----- Selected text -----

The Mouths Of Babes Friday, Aug 5 2011 


Mom

What

Guess what!

What

I’ll tell you what! Some people are allergic to things. Did you know that?

Yes

How’d you know that?

I just did

You know what else?

What

I think I’m allergic to lots of things.

No you’re not.

I think I’m allergic to vegetables and pasta and rice and meat and fish and shrimp.

No you’re not.

How do you know that??

Because you’ve eaten those things before.

No I haven’t! I don’t like them.

Well, you did before you can remember and before you decided not to like them. And just because you don’t like something doesn’t mean you’re allergic.

I never ate shrimp!!

Yes you did. I gave you popcorn shrimp from the deli at WalMart to keep you quiet every time I grocery shopped. You just don’t like shrimp OR being quiet anymore.

You GAVE me SHRIMP?!?!!!! I could’ve DIED!!!

But you didn’t.

But I could’ve!

But you DIDN’T!!!

You didn’t know that when you gave it to me though!!!

Well…. But…

I can’t even believe you DID that.

Well, I gave you peanuts too and you liked them and you’re not allergic to them either. HA!

But I’m allergic to peanut butter though.

No you’re NOT!! Just because you somehow love PEANUTS but hate peanut butter & jelly sandwiches does NOT mean you are ALLERGIC to that. You just don’t LIKE it. TOTALLY different.

-----

Try it: In the conversation about allergies, list every food named in the sentence that begins "I think I'm allergic to vegetables". The records are separate material and are unrelated to the conversation above.

----- Information supplied -----

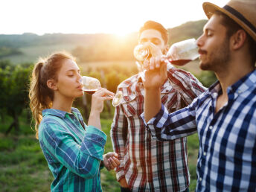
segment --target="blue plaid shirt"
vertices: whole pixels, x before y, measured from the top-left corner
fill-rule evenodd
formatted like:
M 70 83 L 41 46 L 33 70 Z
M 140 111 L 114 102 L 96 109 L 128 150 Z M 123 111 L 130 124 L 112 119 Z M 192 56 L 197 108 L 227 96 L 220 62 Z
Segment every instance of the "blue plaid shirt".
M 182 109 L 162 105 L 147 124 L 153 138 L 172 140 L 198 132 L 197 191 L 256 191 L 256 70 L 228 88 L 215 114 L 219 82 Z
M 102 191 L 100 166 L 105 133 L 86 126 L 76 108 L 71 113 L 47 109 L 42 115 L 39 140 L 54 177 L 51 191 Z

-----

Result below: vegetables, pasta, rice, meat, fish, shrimp